START Data listing

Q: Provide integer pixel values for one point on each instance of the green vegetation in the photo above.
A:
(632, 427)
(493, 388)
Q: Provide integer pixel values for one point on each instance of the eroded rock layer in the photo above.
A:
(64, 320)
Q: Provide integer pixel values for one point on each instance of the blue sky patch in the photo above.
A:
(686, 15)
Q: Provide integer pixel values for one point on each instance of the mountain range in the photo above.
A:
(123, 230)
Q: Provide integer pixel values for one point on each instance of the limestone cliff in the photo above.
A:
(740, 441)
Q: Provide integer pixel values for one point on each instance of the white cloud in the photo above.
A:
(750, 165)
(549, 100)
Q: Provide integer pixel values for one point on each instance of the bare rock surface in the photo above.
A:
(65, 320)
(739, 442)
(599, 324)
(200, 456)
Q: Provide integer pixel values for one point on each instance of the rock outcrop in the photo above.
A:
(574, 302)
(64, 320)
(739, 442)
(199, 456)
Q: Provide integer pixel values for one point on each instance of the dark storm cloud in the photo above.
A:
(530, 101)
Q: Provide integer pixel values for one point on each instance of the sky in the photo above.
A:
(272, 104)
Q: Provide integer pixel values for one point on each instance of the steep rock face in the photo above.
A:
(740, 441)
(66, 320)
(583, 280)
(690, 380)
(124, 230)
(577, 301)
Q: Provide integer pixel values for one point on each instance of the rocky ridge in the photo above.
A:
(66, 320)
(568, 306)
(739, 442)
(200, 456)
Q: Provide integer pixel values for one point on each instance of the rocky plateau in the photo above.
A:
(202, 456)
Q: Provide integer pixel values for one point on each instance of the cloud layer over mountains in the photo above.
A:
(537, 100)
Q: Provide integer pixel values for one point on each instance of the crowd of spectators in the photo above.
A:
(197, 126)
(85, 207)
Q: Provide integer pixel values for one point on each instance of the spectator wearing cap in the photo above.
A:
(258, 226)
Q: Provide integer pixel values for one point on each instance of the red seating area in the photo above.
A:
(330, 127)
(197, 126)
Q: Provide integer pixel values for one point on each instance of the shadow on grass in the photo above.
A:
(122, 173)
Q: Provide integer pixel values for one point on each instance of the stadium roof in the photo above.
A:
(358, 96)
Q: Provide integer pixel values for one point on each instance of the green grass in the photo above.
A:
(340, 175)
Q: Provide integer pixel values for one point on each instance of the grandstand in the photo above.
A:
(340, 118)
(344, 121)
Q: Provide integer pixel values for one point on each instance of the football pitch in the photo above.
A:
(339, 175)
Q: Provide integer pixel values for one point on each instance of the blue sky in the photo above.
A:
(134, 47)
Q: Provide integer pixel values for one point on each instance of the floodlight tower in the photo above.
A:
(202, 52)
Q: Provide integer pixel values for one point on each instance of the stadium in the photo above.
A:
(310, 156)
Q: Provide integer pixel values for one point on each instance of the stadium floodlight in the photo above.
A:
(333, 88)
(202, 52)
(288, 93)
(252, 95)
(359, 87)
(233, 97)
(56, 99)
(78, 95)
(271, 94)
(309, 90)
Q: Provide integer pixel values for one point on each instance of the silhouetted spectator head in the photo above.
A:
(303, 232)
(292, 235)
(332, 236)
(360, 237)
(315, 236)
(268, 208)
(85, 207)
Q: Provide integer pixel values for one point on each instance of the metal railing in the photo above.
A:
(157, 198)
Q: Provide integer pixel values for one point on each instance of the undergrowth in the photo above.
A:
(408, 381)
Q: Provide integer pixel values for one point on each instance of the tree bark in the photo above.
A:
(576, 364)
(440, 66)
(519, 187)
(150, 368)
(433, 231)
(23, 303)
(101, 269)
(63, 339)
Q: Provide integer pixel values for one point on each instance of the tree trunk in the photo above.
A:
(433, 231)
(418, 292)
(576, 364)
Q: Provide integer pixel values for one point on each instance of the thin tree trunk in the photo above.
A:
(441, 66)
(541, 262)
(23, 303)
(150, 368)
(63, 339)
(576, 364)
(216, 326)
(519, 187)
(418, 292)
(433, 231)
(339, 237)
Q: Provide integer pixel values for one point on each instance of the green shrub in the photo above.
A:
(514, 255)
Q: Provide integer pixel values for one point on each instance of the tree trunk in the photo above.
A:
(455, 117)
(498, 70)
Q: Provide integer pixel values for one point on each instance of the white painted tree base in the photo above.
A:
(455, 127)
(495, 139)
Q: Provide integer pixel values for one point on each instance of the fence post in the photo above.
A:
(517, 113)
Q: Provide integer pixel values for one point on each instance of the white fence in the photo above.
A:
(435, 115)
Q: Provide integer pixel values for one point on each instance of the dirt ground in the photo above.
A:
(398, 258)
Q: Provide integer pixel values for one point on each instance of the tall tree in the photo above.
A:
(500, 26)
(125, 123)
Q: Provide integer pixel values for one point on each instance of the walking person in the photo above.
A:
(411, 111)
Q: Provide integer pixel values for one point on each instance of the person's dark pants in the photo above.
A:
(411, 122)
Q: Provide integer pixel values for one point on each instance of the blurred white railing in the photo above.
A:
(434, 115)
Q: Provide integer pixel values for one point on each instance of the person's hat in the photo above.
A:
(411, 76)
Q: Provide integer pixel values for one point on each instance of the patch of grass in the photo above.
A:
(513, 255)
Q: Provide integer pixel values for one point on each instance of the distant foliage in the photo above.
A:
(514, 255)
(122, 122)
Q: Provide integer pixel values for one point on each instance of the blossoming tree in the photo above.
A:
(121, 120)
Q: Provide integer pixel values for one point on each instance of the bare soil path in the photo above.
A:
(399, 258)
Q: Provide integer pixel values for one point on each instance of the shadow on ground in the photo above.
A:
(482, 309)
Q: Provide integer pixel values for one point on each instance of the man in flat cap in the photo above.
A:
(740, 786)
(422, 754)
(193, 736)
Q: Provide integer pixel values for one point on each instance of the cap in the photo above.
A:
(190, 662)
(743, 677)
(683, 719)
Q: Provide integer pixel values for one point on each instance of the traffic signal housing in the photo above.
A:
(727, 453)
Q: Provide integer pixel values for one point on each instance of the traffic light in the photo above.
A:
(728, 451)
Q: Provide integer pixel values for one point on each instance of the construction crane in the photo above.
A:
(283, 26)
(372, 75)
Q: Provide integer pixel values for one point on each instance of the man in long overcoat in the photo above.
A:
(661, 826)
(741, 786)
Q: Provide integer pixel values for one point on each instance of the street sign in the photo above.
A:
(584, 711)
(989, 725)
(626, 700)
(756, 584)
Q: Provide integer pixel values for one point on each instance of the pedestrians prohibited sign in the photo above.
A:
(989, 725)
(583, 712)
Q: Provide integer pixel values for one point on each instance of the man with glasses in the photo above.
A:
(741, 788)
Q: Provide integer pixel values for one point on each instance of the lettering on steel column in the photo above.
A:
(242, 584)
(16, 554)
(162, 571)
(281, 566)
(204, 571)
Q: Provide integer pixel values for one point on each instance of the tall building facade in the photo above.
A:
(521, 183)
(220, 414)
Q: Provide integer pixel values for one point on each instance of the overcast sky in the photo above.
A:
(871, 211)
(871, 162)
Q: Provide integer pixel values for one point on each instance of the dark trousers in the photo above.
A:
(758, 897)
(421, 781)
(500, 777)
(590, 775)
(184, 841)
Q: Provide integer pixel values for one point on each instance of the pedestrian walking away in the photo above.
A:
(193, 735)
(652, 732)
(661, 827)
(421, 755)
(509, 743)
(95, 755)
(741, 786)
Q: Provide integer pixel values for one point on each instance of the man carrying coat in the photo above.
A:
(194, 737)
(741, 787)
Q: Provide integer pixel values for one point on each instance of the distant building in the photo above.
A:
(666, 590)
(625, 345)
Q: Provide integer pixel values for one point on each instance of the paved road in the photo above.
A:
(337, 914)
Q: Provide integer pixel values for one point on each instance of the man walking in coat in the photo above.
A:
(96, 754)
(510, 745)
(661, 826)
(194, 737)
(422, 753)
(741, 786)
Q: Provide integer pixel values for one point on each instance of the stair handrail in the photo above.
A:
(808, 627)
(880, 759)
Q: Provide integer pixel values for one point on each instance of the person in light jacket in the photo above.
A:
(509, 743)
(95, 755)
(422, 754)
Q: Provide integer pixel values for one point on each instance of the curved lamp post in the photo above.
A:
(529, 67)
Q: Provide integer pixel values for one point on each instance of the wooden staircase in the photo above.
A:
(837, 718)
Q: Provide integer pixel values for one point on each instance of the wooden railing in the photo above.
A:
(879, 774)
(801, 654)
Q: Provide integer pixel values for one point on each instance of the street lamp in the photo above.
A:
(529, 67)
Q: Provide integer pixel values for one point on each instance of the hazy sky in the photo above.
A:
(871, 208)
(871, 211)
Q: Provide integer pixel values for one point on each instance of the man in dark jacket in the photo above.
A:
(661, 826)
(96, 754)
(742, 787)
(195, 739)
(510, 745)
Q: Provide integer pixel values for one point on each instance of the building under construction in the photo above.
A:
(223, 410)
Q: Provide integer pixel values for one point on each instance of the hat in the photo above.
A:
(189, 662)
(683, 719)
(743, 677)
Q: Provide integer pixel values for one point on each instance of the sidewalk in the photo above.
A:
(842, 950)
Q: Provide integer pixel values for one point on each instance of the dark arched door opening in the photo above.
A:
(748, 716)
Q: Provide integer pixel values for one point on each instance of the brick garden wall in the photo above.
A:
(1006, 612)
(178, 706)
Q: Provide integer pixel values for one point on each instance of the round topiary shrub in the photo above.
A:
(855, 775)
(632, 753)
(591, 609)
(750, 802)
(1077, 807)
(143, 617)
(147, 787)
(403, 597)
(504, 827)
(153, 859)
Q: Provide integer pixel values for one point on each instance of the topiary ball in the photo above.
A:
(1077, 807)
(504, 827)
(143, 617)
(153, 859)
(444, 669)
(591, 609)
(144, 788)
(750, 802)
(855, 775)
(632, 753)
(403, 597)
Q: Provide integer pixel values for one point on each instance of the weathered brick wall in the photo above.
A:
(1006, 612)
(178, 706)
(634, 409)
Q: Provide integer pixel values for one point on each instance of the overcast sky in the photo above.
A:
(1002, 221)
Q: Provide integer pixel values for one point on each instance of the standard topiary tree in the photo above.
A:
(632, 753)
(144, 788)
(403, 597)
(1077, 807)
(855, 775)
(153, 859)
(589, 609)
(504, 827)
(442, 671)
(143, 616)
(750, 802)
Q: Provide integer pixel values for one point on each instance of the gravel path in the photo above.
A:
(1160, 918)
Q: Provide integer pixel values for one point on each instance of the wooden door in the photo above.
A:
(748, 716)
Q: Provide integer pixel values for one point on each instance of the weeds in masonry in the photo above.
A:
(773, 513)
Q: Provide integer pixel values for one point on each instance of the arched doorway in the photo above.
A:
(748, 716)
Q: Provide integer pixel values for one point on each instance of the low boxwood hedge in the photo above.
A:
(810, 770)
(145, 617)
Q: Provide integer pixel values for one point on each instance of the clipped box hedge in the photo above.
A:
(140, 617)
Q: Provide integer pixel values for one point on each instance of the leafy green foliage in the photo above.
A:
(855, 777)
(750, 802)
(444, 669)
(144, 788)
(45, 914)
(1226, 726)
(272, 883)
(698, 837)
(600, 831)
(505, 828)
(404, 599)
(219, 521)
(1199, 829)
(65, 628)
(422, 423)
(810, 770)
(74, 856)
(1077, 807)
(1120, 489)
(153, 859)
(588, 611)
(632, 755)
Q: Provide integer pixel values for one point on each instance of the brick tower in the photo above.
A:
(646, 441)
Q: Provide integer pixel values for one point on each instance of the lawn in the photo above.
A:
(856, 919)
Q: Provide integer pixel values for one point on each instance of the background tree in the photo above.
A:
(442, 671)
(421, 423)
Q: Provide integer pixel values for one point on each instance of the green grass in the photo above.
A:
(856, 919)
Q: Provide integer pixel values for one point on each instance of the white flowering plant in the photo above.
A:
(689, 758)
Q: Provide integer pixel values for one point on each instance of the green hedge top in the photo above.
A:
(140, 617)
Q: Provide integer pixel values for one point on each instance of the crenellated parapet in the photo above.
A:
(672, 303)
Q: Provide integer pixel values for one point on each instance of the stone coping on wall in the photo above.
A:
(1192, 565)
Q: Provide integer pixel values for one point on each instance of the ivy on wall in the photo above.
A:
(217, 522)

END Data listing

_What to do_.
Reproduce only those lines of the entries above that run from the line with "door in the photo above." to the final line.

_Solution to this exercise_.
Q: Provide integer pixel values for one point on each instance of the wooden door in the photo above.
A:
(748, 716)
Q: Provide integer pixel values for one point on each instance of the weeds in masonry in the photo above.
A:
(773, 513)
Q: Provide integer pixel values for one point on each instance of the arched doorway in the photo above.
A:
(748, 716)
Q: Provide integer pixel values for one point on each instance of the low boxwood hedge in the photo above.
A:
(810, 770)
(145, 617)
Q: Provide integer pixel values for one point on each instance of the clipped box hedge in the photo above.
A:
(140, 617)
Q: Provide integer pixel values for one point on each instance of the leafy green foliage in the photo above.
A:
(855, 777)
(750, 802)
(444, 669)
(144, 788)
(45, 914)
(1226, 726)
(272, 883)
(698, 837)
(600, 831)
(505, 828)
(404, 599)
(219, 521)
(1199, 829)
(65, 628)
(422, 423)
(810, 770)
(74, 856)
(1077, 807)
(1120, 489)
(153, 859)
(588, 611)
(632, 755)
Q: Provide integer pixel values for one point on each instance of the brick tower in the photo above.
A:
(646, 441)
Q: Provide integer pixel values for one point on each instance of the lawn in the photo above.
A:
(856, 919)
Q: Provide integer pixel values for one point on each instance of the background tree in the photo above.
A:
(442, 671)
(421, 423)
Q: Provide integer pixel values for one point on each instance of the green grass in the photo above.
A:
(856, 919)
Q: Provide integer pixel values for one point on each instance of the white flowering plant in the photo above.
A:
(689, 758)
Q: Provide integer pixel values for one point on each instance of the green hedge top in the photo above.
A:
(140, 617)
Q: Provide integer pixel values for one point on each instance of the crenellated parapet in the photo above.
A:
(672, 303)
Q: Provide integer pixel values for one point on each instance of the stone coping on wall in the photo above.
A:
(1192, 565)
Q: Provide integer pixel values for one point on each instance of the ivy on wall in the photo above.
A:
(217, 522)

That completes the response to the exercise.